Items:
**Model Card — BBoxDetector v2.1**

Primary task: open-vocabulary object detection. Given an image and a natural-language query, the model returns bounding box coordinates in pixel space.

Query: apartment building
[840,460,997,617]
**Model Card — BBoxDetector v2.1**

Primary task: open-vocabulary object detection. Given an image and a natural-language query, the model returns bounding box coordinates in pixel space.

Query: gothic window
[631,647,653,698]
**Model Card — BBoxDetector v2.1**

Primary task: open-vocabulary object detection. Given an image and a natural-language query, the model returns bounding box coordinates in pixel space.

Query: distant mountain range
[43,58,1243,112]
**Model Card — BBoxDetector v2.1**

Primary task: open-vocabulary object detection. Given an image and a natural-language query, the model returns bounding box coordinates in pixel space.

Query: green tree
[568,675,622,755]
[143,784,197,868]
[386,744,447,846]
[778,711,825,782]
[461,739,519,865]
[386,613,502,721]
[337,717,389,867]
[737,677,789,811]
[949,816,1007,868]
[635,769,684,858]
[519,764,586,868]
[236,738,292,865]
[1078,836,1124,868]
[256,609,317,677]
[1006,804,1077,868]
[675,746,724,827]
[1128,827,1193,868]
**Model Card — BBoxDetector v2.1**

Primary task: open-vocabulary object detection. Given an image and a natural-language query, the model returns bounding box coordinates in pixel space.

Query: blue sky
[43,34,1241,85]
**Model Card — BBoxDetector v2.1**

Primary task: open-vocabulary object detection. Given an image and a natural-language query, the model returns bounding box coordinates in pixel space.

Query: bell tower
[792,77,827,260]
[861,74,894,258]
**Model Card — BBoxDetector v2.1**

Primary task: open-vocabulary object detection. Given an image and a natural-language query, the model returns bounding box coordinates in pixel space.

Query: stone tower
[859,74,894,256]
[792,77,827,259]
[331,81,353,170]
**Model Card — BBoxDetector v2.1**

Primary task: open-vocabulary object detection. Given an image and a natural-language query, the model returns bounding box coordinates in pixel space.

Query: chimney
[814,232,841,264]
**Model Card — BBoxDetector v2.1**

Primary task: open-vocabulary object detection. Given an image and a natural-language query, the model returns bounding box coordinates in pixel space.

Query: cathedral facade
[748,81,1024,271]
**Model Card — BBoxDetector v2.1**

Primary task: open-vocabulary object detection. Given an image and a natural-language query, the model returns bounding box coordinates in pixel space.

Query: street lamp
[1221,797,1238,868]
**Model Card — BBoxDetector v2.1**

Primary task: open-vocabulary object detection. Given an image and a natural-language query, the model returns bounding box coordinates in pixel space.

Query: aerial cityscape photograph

Task: Rewrite all the rows above, replacing "pixel space" with "image space" and leaving everything else unchanged.

Exercise response:
**Model Card — BBoxDetector v2.1**

Primary task: open-vocabulary object detection. Given an image and a natural-language query, the model returns bounding box coordinates in image space.

Query: apartment building
[840,460,997,617]
**Model Card — BBoxDetector v2.1**

Primary task: open-vocabulary object detection. Given an image and a natural-language query, the model returns bounding box coordinates in image space.

Query: gothic window
[631,647,653,698]
**Model Card — BBoxDetector v2.1**

Primary task: open-vocabulary object detection. Given an image and a natural-language query, the model returns bounding box coordinates in image space.

Query: distant mountain range
[43,58,1243,112]
**Model Card — BBoxDetector v2.1**

Primary task: open-vocabulary object detection. Given an image and a natural-language query, the model returns bounding box coordinates in image space.

Query: green tree
[568,675,622,755]
[143,784,197,868]
[386,744,447,846]
[778,711,825,782]
[461,739,519,865]
[386,613,502,721]
[337,717,389,867]
[737,677,789,811]
[949,816,1007,868]
[635,769,684,858]
[519,764,586,868]
[236,738,292,865]
[1078,836,1124,868]
[256,609,317,677]
[1006,804,1077,868]
[675,746,724,827]
[1128,827,1193,868]
**Model Card — BBoxDetector v2.1**

Primary task: open-vocabulary object detection. Given an image and a natural-language query, the model returns bounding box coordinates in image space.

Query: blue sky
[43,34,1241,85]
**Model Card — BBoxDetector v2.1**

Primary task: open-vocabulary object detection. Given an image and a natural-language query, the model returns bounding box coordinates in image space.

Query: bell tower
[792,77,827,260]
[861,74,894,258]
**Model Card — BBoxDetector v2.1**

Primary task: open-vocabulary object detection. Given an image and a natural-language query, the model returns bounding box coordinates in image space.

Query: stone tower
[859,74,894,256]
[792,77,827,259]
[331,81,353,170]
**Model Card — BBoxDetector v2.1**

Primary task: open-vocabulary object detection. Given an image and a natural-language query, the model returns bounding box coordinates in image space.

Query: chimney
[814,232,841,264]
**Model Card — BBoxDetector v2.1**

Primary task: open-vocabulary object detection. Given an image and a natural-language query, the model returns bounding box coordinates in image space.

Query: cathedral facade
[748,81,1024,271]
**Model Card — BBoxDetector v2.1**

Primary task: open-vocabulary object detection. Given an image and a natural-language query, the model returns bounding box coordinates in image space.

Query: street lamp
[1221,797,1238,868]
**Model Card — BBoxDetector v2.1**

Primary task: open-vocabulary object detection. Given an image and a natural-language query, the model returns bounding box coordinates in image space.

Query: aerial cityscape photograph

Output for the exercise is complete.